* What is required: Restate word for word the entries below, starting with the line with "<point>335,55</point>" and continuing through the line with "Annotate the power". Include both of those lines and no others.

* Records to process:

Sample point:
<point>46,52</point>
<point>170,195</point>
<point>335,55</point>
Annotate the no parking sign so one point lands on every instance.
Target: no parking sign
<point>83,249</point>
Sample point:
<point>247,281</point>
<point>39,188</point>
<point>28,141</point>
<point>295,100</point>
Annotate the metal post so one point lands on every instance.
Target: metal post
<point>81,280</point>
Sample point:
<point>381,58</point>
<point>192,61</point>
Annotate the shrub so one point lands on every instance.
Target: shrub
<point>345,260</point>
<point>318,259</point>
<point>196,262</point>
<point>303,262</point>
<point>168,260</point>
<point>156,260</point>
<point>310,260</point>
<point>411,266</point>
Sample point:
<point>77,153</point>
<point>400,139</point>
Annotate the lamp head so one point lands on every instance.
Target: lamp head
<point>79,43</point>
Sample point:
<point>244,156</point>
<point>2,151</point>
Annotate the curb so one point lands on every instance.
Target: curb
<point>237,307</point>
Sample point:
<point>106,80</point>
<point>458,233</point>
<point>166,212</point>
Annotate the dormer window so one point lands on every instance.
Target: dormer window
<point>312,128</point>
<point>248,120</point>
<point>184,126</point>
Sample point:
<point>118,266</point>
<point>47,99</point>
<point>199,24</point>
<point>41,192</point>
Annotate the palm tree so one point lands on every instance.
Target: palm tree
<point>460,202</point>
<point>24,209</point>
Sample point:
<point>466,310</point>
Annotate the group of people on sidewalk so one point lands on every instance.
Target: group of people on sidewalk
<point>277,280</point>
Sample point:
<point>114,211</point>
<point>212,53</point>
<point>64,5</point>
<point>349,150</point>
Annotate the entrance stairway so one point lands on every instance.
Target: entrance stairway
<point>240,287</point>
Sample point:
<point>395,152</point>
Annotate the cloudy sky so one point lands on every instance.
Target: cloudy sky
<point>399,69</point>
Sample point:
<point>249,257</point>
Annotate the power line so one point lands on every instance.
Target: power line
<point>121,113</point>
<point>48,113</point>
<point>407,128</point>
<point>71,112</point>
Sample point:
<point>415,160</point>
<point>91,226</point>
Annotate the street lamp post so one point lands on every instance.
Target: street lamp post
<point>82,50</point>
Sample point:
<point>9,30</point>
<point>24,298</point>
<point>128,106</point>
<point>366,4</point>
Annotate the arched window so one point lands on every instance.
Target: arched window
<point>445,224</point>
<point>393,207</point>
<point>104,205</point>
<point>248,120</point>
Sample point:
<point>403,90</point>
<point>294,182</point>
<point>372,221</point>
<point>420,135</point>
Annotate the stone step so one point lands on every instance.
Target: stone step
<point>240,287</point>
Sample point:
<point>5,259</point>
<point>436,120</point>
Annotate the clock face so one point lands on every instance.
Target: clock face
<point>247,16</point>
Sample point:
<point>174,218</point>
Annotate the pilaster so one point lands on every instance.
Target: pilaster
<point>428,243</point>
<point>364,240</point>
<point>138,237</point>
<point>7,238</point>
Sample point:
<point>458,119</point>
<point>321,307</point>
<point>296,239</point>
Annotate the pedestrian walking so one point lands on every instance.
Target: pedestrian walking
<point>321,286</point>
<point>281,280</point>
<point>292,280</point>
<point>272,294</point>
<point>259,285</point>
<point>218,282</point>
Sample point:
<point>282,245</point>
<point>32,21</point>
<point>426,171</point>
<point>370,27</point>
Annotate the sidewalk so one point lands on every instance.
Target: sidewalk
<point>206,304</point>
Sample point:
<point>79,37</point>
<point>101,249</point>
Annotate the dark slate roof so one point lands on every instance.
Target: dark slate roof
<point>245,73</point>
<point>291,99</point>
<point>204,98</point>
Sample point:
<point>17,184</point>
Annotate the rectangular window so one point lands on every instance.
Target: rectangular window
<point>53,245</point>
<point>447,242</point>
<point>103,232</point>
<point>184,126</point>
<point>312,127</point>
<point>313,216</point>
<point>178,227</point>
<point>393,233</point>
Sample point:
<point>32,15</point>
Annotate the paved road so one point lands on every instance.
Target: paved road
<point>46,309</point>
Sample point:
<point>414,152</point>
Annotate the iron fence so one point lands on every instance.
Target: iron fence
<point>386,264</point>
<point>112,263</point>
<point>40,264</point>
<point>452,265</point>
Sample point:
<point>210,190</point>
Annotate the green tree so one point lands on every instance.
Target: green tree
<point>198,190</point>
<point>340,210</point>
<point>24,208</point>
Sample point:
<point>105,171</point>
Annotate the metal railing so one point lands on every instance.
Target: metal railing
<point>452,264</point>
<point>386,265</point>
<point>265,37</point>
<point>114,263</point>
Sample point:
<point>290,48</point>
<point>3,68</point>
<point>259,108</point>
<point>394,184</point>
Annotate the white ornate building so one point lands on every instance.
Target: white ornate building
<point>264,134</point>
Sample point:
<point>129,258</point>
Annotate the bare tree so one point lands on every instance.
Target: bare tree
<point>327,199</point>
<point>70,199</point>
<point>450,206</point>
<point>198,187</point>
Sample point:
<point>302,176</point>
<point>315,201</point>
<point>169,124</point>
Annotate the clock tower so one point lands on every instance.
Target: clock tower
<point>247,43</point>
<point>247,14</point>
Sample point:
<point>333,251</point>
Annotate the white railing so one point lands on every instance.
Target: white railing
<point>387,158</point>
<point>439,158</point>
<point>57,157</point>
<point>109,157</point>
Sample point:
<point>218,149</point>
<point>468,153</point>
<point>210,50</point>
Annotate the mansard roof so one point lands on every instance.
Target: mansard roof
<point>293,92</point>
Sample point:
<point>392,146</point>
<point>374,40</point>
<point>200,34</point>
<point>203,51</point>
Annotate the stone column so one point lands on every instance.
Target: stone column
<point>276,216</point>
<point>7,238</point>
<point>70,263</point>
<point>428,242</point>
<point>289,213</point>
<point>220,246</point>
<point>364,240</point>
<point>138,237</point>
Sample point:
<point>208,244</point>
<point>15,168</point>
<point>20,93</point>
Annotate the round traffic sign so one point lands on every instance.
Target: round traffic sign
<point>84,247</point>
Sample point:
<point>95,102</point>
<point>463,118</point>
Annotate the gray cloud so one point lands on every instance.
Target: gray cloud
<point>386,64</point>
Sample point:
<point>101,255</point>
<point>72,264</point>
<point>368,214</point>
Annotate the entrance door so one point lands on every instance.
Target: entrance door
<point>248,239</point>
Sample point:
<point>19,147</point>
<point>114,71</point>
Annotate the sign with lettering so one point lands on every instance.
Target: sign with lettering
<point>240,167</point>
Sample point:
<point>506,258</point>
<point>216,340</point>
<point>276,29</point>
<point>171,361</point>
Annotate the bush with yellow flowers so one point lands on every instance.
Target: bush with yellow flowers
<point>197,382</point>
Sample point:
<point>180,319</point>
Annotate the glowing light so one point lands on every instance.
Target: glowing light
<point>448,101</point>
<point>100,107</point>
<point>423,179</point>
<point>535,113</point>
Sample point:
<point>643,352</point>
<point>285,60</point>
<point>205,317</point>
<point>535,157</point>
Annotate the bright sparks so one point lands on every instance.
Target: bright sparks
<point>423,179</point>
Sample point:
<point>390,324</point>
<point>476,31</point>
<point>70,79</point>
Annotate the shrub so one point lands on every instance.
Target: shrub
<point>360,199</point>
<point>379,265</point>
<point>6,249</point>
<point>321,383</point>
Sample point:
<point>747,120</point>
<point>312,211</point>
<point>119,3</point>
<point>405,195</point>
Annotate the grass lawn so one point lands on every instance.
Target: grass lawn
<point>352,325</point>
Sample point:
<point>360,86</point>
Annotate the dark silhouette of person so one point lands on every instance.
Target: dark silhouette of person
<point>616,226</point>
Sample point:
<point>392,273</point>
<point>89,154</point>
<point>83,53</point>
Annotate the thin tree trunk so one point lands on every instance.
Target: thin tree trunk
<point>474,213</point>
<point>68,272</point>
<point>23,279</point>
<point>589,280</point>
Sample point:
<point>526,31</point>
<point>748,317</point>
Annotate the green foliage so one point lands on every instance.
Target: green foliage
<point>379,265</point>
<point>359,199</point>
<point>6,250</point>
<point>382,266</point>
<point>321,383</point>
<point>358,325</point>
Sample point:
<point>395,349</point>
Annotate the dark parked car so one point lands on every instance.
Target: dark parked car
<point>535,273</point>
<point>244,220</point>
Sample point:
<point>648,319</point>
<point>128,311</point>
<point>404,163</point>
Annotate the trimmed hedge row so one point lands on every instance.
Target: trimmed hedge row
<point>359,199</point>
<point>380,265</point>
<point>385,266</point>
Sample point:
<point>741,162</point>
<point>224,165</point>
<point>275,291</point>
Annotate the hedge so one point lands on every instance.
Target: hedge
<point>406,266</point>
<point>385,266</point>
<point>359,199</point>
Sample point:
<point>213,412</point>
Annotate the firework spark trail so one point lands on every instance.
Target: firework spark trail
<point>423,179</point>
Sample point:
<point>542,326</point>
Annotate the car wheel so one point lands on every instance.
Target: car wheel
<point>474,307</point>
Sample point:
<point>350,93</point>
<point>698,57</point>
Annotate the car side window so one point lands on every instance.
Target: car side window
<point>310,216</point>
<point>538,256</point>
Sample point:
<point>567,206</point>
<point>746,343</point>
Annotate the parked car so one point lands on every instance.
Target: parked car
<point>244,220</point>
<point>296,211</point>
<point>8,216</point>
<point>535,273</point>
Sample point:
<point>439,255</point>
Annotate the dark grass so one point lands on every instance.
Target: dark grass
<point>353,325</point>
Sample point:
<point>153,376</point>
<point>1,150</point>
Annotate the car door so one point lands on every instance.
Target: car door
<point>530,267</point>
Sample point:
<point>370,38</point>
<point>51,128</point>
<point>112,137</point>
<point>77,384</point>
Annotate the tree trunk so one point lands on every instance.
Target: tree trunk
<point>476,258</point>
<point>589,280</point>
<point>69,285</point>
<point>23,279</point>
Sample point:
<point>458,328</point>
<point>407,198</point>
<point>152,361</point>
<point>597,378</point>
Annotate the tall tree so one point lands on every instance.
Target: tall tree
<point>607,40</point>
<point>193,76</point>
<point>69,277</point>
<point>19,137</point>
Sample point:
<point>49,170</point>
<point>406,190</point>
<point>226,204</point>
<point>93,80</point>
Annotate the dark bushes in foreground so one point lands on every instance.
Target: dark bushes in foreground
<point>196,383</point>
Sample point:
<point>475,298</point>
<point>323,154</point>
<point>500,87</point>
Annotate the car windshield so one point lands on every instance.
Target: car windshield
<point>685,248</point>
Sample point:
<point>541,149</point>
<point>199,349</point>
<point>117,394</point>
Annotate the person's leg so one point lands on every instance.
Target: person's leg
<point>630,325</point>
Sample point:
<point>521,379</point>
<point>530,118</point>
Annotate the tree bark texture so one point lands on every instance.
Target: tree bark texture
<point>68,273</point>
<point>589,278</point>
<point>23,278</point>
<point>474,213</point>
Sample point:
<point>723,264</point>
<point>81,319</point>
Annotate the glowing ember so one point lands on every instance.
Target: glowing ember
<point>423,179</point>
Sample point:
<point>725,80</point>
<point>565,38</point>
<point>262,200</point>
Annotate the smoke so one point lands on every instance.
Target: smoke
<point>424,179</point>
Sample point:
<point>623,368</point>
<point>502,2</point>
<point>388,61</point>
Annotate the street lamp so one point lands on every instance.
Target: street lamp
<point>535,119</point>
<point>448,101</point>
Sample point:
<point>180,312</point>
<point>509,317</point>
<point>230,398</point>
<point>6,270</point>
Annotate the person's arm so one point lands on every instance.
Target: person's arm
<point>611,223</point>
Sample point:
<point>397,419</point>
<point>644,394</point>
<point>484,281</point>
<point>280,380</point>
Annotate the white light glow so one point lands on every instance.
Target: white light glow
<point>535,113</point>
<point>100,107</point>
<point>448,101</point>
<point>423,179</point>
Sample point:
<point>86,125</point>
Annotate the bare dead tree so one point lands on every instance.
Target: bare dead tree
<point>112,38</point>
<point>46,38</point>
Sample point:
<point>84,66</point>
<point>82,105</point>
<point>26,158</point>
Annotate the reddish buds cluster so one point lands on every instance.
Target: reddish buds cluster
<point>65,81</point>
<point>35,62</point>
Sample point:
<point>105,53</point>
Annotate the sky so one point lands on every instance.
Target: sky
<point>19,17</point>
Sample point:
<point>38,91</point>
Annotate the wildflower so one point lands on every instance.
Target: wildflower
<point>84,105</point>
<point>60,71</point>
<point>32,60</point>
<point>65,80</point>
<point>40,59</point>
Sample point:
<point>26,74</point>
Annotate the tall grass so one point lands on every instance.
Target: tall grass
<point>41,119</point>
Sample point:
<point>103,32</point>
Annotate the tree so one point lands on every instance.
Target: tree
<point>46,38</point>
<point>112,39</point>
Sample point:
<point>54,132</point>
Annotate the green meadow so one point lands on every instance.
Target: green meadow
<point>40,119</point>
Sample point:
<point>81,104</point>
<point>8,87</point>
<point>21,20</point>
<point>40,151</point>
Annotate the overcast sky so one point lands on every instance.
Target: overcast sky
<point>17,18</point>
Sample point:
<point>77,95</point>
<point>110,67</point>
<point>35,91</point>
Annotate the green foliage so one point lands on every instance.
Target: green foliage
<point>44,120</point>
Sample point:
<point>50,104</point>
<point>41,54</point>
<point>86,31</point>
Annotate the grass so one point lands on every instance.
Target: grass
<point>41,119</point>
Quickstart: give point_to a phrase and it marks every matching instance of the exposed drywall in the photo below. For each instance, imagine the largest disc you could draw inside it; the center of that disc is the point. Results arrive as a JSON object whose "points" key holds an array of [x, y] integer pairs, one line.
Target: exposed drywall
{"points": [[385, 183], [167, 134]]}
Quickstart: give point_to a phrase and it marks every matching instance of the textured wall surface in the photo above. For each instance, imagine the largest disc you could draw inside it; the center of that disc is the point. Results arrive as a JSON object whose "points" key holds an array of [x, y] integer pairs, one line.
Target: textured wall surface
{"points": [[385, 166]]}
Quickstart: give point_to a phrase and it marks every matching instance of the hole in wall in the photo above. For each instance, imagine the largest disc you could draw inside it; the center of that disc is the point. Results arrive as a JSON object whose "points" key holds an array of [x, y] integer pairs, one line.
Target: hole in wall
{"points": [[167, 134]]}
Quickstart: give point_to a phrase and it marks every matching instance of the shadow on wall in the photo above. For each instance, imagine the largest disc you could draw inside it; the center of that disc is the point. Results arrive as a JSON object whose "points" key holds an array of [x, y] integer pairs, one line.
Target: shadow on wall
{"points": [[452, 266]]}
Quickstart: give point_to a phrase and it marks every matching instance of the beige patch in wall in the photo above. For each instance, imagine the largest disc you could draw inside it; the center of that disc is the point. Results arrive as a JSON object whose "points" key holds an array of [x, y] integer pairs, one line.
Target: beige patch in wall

* Exercise answer:
<point>335,55</point>
Annotate the no parking sign so one point lands on every instance.
Target: no parking sign
<point>83,249</point>
Sample point:
<point>247,281</point>
<point>39,188</point>
<point>28,141</point>
<point>295,100</point>
Annotate the metal post so one point lands on every instance.
Target: metal post
<point>81,280</point>
Sample point:
<point>381,58</point>
<point>192,61</point>
Annotate the shrub so one point lands on every instance.
Target: shrub
<point>345,260</point>
<point>318,259</point>
<point>196,262</point>
<point>303,262</point>
<point>168,260</point>
<point>156,260</point>
<point>310,260</point>
<point>411,266</point>
Sample point:
<point>77,153</point>
<point>400,139</point>
Annotate the lamp head so one point lands on every instance.
Target: lamp head
<point>79,43</point>
Sample point:
<point>244,156</point>
<point>2,151</point>
Annotate the curb so one point lands on every instance.
Target: curb
<point>237,307</point>
Sample point:
<point>106,80</point>
<point>458,233</point>
<point>166,212</point>
Annotate the dormer window so one point lands on every instance.
Target: dormer window
<point>312,128</point>
<point>248,120</point>
<point>184,126</point>
Sample point:
<point>118,266</point>
<point>47,99</point>
<point>199,24</point>
<point>41,192</point>
Annotate the palm tree so one point lands on every instance.
Target: palm tree
<point>460,202</point>
<point>24,209</point>
Sample point:
<point>466,310</point>
Annotate the group of people on sidewalk so one point lands on every instance.
Target: group of people on sidewalk
<point>277,280</point>
Sample point:
<point>114,211</point>
<point>212,53</point>
<point>64,5</point>
<point>349,150</point>
Annotate the entrance stairway so one point lands on every instance.
Target: entrance stairway
<point>240,287</point>
Sample point:
<point>395,152</point>
Annotate the cloudy sky so one point lands on every instance.
Target: cloudy sky
<point>399,69</point>
Sample point:
<point>249,257</point>
Annotate the power line so one point lands on every instance.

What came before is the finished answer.